- _QUESTIONS ON THE MATERIAL_:
a – Using the market wire, explain why the deputy head of Ukraine's Shipping Administration said more use of the corridor was needed, and what was holding shipowners back.
b – Please continue the market wire from its final sentence.

[[ PASSAGE TO READ open ]]

Markets

Daily Market Wire 9 September 2022

Lachstock Consulting, September 9, 2022

Canola, 2pc lower, continued to decline. Chicago wheat eased 2pc. Brent steadied.

  • Chicago wheat December contract down US15.25 cents per bushel to 829c/bu;
  • Kansas wheat December contract down 8.5c/bu to 893c/bu;
  • Minneapolis wheat December contract down 1.75c/bu to 898.25c/bu;
  • MATIF wheat December contract down €3.50/t to €325.25/t;
  • Black Sea wheat December contract down $0.25/t to $317/t;
  • Corn December contract down 2.5c/bu to 668.5/bu;
  • Soybeans November contract up 2.5c/bu to 1386c/bu;
  • Winnipeg canola November 2022 contract was down C$16.70/t to $769.80/t;
  • MATIF rapeseed November 2022 contract down  €9.25/t to €600/t;
  • ASX Jan 2023 wheat contract unchanged at A$400/t;
  • ASX Jan 2023 barley contract unchanged at A$310/t;
  • AUD dollar weaker at US$0.675.

International

The deputy head of Ukraine’s Shipping Administration, said more use of the corridor was needed to bring down insurance costs but acknowledged that the war was constraining shipowners. “Some of them are still afraid for their ships.” Logistics bottlenecks have increased the cost of getting harvest to ports and storage silos, an issue farming minister Solsky acknowledged was hindering exports. “Our main and biggest problem…is that our demand for logistics is several times higher than the supply.”

To date 103 ships have left Ukraine ports carrying 1.3Mt corn, 486,000t wheat, 161,000t sunflower oil, 139,000t of barley, 82,000t of canola and 73,000t of sunflower meal.

Russian agriculture consultancy IKAR has raised its forecast for Russia’s 2022 wheat crop to 97Mt and pegged exports at 46Mt. It claims that Russia has already broken its wheat harvest record of 86Mt.

Turkish President Tayyip Erdogan said on Thursday he wanted grain from Russia to be exported too, and President Vladimir Putin was right about grains exported from Ukraine under a United Nations-backed deal going to wealthy countries, not poor ones. Erdogan said Putin was uncomfortable with grain shipments going to countries that sanction Russia.

According to Rosario Grains Exchange Argentine soybean farmers sold 3.1Mt soybeans between Monday and Wednesday, nearly five times more than last week, after the government introduced new foreign exchange incentives.

[[ PASSAGE TO READ closed ]]
[[ DATA open ]]

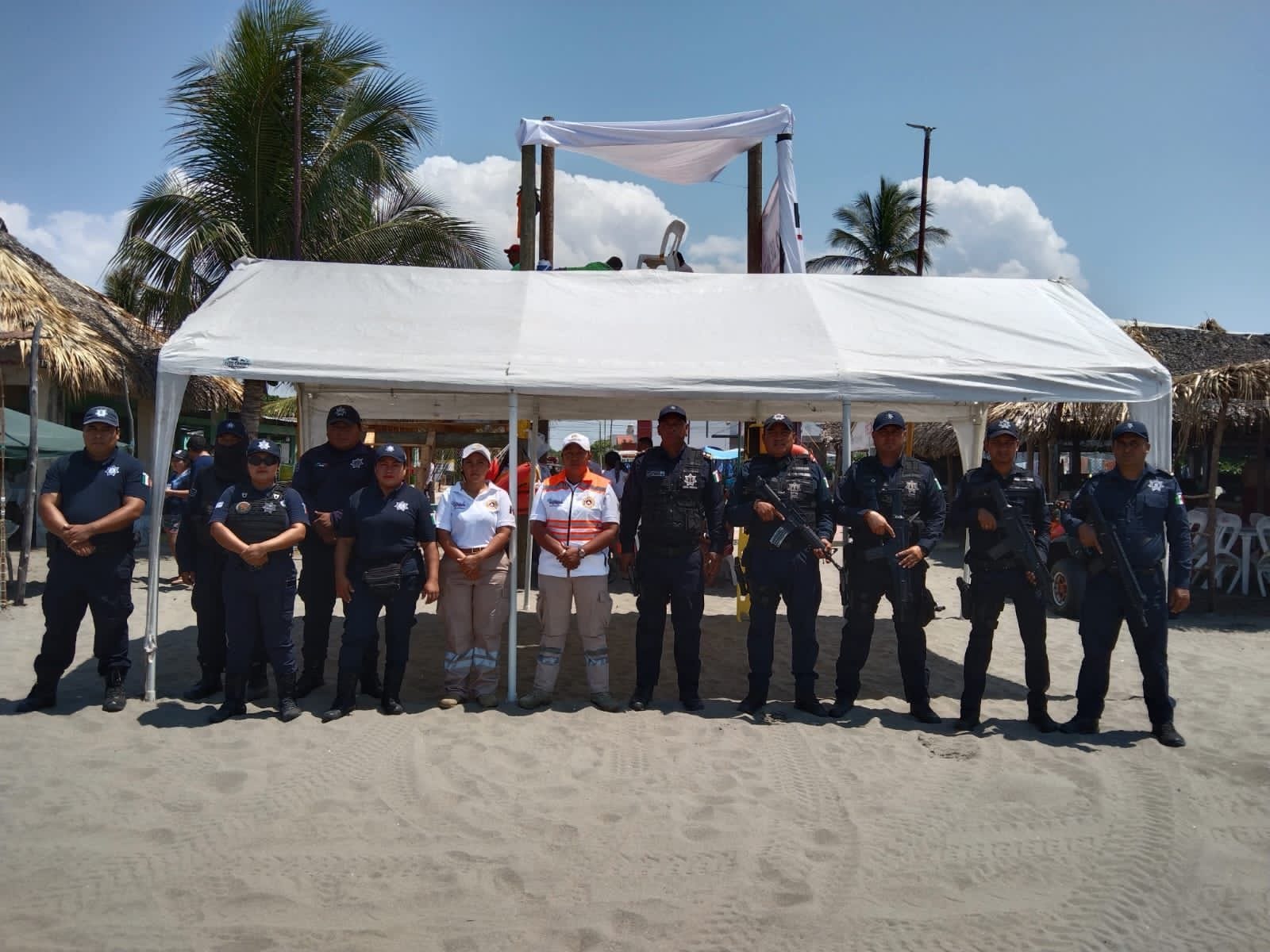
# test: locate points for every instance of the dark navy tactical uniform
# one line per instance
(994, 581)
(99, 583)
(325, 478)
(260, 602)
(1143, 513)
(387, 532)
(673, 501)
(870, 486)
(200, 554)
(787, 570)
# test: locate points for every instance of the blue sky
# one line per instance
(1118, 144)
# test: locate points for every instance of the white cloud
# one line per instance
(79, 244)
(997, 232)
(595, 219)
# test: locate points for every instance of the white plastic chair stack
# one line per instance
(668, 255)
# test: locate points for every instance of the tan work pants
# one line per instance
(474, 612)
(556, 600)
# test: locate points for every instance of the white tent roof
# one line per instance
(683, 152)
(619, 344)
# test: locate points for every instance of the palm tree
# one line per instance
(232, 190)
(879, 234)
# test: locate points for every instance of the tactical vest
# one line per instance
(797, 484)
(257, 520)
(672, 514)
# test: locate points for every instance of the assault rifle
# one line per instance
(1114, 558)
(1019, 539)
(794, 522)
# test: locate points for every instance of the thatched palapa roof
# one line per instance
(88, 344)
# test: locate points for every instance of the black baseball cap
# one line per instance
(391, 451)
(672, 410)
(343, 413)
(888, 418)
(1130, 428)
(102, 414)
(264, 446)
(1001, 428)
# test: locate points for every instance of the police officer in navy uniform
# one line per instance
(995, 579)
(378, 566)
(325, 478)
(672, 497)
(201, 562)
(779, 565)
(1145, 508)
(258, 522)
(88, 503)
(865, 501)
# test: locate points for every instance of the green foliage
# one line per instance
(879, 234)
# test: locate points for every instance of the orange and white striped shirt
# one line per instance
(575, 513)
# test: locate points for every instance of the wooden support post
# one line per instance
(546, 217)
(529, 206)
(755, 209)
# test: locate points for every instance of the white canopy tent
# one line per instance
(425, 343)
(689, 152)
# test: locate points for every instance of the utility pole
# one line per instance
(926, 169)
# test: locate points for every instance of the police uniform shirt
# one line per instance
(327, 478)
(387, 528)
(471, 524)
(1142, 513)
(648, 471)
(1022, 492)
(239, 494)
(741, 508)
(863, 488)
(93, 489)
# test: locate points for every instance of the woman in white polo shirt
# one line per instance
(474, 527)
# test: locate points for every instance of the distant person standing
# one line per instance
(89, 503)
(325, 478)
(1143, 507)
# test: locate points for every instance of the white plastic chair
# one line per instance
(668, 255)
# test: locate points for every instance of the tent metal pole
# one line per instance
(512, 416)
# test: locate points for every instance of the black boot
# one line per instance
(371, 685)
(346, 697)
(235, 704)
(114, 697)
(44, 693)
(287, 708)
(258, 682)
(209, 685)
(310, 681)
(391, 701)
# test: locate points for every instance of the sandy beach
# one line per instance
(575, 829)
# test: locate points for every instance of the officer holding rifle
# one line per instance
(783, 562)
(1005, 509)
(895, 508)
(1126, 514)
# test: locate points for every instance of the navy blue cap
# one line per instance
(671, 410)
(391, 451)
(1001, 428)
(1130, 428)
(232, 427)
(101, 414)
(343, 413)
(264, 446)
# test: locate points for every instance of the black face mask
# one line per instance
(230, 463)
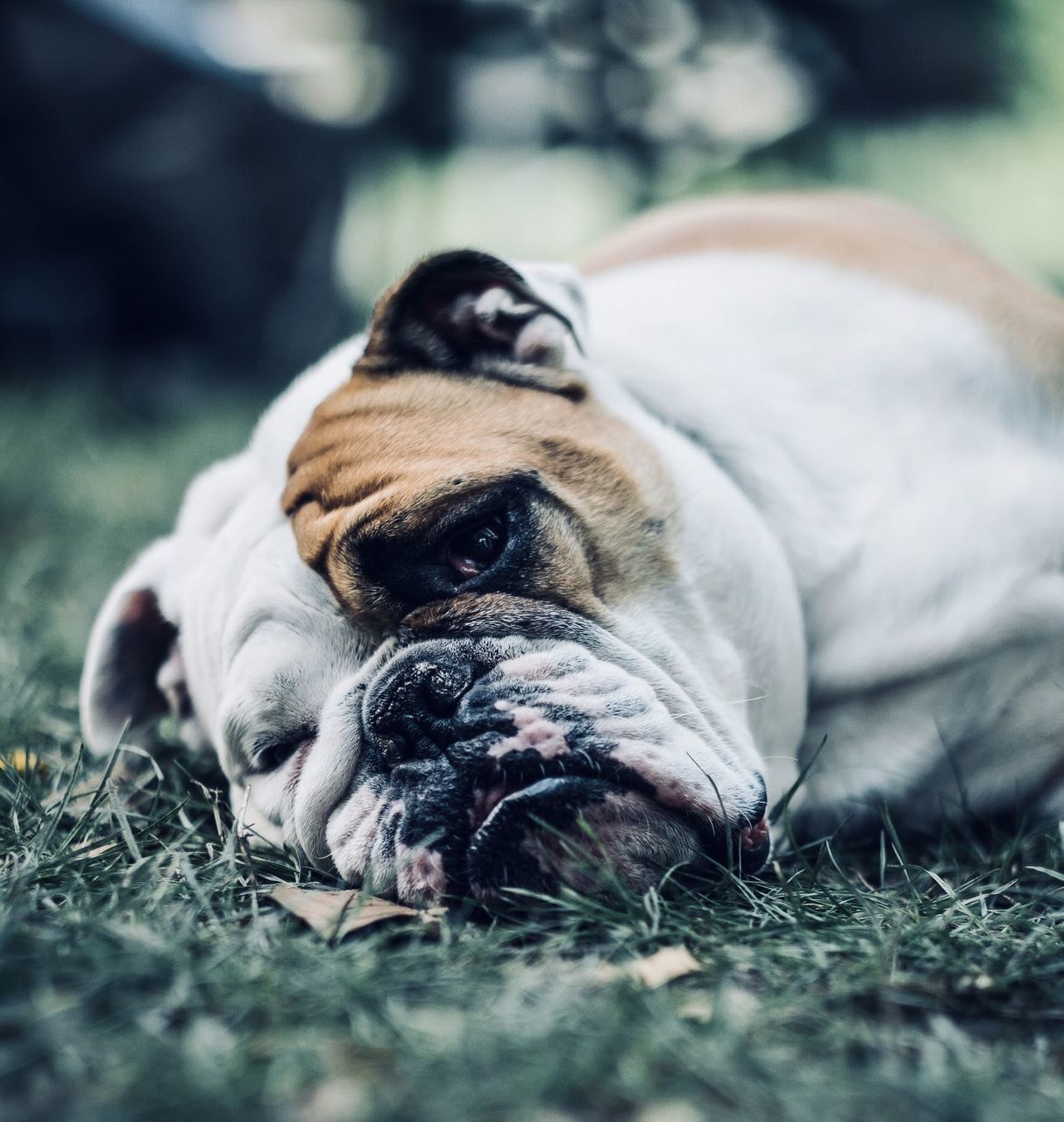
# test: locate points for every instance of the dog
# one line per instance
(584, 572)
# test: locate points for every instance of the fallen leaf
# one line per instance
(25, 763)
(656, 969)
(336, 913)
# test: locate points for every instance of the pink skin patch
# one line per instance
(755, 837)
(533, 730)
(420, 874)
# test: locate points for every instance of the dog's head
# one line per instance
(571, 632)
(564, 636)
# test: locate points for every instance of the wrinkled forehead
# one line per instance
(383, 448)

[[ DATA closed ]]

- _RESPONSES IN ORDER_:
a – More use of the corridor was needed to bring down insurance costs. The war was constraining shipowners, some of whom were still afraid for their ships.

b –
The latest ENSO forecast model runs by the US National Oceanic and Atmospheric Administration (NOAA) recently have suggested that La Niña may last longer than previously suggested. The model runs had previously suggested La Niña would weaken greatly in December and dissipate in January, but now the model has delayed that decay another month.

The IGC reports that Taiwan Flour Millers’ Association bought 55,375t wheat from the US for shipment from PNW ports in Nov. The purchase included DNS (min 14.5pc protein content), at $405.28 fob, HRW (12.5pc) at $437.16 fob and SW (max. 9.5pc) at $380.02 fob.

Japan’s MAFF is seeking 70,000t feed wheat and 40,000t feed barley in a SBS tender, for arrival by end Feb.

Australia

Local new crop markets gained some strength yesterday. Wheat values were up $5-7/t, barley up $4-5/t and canola was slightly firmer also by $5/t. Grower selling activity picked up some interest and old crop liquidity continued to trickle out.

The ACCC’s Bulk grain ports monitoring report industry update, released yesterday, summarised the views of Australia’s bulk grain exporters in the wake of the record 2020-21 shipping year. Exporters are concerned about a lack of transparency in the way port operators allocate capacity to them. “The bulk grain export industry has undergone some significant changes over the last five years, so we need to consider whether the current regulation of exporter access to port terminals is still fit for purpose,” ACCC deputy chair Mick Keogh said.